-- BRIEF --
Please print the data again exactly as given.

(Saved entries)
☆ ☆ ☆ ☆ ☆ ☆ ☆

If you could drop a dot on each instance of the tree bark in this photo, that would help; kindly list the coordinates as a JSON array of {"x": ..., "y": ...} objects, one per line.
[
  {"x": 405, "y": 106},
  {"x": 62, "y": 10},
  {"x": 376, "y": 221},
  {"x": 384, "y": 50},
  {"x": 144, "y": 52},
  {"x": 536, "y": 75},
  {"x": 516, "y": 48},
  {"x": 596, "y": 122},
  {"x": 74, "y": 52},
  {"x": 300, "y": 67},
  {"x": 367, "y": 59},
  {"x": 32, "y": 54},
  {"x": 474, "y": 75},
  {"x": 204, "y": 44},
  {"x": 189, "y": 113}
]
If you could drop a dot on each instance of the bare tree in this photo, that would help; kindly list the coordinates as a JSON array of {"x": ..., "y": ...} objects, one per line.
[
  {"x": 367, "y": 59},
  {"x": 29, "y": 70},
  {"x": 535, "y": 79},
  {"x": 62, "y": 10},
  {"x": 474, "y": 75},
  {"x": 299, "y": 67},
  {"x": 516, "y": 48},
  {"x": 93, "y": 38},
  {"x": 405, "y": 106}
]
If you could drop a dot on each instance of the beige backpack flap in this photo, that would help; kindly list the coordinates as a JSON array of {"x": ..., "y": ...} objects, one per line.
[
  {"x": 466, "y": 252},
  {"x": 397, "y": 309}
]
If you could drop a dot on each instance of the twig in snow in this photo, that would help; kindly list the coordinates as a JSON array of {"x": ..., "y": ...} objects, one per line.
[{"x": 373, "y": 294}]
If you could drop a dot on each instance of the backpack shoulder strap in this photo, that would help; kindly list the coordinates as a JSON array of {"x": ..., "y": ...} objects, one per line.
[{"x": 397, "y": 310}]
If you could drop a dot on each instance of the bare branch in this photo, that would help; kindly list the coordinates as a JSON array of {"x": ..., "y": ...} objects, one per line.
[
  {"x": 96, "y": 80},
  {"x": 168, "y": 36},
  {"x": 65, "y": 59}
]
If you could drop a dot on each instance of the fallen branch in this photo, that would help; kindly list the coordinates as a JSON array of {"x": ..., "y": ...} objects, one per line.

☆ ☆ ☆ ☆ ☆ ☆ ☆

-- WRITTEN RESPONSE --
If you could drop a dot on each instance of the tree bark in this photo, that would help; kindly list the coordinates as a JSON array of {"x": ..., "y": ...} objects, one per line.
[
  {"x": 405, "y": 106},
  {"x": 62, "y": 10},
  {"x": 376, "y": 221},
  {"x": 384, "y": 50},
  {"x": 144, "y": 52},
  {"x": 536, "y": 75},
  {"x": 516, "y": 48},
  {"x": 596, "y": 122},
  {"x": 74, "y": 52},
  {"x": 300, "y": 67},
  {"x": 367, "y": 59},
  {"x": 32, "y": 54},
  {"x": 474, "y": 75},
  {"x": 204, "y": 44},
  {"x": 189, "y": 113}
]
If you could drop a dot on each instance of the bare tree in this photo, that would help; kindly list the coordinates as a JSON array of {"x": ..., "y": ...} objects, one per line.
[
  {"x": 367, "y": 59},
  {"x": 29, "y": 70},
  {"x": 535, "y": 79},
  {"x": 62, "y": 10},
  {"x": 474, "y": 75},
  {"x": 299, "y": 67},
  {"x": 516, "y": 48},
  {"x": 93, "y": 38},
  {"x": 405, "y": 106}
]
If you could drop a dot on each instance of the beige backpack flap in this photo, that would help; kindly list the coordinates as a JSON array of {"x": ..., "y": ...} objects, one per line.
[
  {"x": 466, "y": 252},
  {"x": 397, "y": 309}
]
If you could drop a dot on each instance of the twig in snow in this photo, that would help; kindly list the coordinates as a JSON array of {"x": ..., "y": ...} objects, one per line.
[{"x": 373, "y": 294}]
If you could drop a dot on each instance of the backpack shoulder strap in this photo, that would help; kindly list the coordinates as a JSON array of {"x": ..., "y": ...} objects, one per line.
[{"x": 397, "y": 310}]
If you could drop a dot on each instance of the bare branch in this photo, that would help; kindly list the coordinates as a JSON array of {"x": ..., "y": ...} objects, one per line.
[
  {"x": 96, "y": 80},
  {"x": 168, "y": 36},
  {"x": 65, "y": 59}
]
If you could drop a dot on each instance of the fallen branch in this photo, that would help; kindly list the coordinates as a JSON array of {"x": ..., "y": ...} objects, one per line.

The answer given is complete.